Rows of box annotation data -
▽

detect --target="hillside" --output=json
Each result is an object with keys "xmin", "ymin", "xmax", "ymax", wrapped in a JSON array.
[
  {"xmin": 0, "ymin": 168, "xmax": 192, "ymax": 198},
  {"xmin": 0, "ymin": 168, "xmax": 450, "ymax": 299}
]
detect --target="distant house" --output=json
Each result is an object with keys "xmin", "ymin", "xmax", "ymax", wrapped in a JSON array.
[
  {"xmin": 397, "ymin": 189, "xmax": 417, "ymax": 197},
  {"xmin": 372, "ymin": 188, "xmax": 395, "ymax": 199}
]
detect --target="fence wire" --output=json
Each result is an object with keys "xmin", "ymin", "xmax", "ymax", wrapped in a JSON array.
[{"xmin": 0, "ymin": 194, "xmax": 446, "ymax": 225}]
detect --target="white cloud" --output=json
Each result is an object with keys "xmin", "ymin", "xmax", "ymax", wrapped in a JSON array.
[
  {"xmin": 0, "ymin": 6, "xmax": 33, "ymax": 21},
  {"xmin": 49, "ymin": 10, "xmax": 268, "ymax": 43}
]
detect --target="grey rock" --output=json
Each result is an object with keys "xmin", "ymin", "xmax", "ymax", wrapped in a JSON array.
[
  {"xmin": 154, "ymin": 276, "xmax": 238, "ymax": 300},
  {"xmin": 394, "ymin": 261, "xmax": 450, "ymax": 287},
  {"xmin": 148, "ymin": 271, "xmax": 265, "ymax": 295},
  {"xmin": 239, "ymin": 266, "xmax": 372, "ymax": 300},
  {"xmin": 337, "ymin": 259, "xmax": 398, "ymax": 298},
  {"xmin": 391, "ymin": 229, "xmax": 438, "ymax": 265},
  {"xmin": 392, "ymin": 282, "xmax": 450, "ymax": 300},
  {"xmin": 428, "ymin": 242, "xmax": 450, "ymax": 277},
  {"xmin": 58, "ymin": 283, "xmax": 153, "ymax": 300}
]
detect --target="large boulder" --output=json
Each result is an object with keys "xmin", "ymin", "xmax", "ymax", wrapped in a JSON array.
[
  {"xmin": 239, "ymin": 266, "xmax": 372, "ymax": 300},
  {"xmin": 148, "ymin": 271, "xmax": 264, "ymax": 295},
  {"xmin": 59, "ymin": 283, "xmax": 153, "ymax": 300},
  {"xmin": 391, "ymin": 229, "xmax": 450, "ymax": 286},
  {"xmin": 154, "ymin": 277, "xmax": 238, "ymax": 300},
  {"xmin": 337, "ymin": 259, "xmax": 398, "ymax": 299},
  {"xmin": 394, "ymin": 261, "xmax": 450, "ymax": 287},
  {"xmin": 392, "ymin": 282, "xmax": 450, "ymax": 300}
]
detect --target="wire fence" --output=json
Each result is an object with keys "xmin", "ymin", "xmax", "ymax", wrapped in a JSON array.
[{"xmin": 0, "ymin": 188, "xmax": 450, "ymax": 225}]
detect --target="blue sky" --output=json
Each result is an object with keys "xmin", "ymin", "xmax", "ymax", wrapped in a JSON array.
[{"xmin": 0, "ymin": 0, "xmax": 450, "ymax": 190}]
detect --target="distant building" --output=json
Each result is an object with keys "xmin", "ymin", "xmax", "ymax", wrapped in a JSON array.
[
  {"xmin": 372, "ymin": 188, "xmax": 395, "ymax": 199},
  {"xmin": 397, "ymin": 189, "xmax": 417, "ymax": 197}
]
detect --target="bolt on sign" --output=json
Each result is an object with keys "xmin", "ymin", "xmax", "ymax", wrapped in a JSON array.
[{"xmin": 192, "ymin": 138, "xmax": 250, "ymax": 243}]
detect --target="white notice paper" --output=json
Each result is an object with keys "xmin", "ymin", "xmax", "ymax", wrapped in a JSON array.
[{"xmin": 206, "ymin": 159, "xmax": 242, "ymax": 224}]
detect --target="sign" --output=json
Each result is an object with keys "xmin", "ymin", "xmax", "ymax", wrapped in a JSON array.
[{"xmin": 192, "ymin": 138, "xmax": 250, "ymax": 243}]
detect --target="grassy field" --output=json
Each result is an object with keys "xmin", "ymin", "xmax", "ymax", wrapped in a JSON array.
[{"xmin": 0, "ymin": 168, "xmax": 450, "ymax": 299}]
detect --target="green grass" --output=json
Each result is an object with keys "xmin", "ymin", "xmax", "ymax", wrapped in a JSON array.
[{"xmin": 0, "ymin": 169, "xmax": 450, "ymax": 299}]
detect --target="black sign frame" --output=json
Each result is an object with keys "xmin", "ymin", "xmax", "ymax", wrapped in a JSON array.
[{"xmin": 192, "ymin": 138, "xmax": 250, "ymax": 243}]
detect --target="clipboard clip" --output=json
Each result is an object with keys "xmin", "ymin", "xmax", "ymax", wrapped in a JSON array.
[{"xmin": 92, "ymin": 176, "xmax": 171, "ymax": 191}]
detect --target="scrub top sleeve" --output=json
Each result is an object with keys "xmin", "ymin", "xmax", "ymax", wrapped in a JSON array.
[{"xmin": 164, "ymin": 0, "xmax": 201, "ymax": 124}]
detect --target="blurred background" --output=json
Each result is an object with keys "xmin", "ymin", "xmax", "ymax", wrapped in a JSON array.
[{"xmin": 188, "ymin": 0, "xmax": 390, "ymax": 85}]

△

EXERCISE OBJECTIVE - Pull out every line of the rows above that contains the string "wire". Copy each one unchanged.

COMPLETE RESPONSE -
detect --target="fence wire" --output=json
detect --target="wire fence" --output=json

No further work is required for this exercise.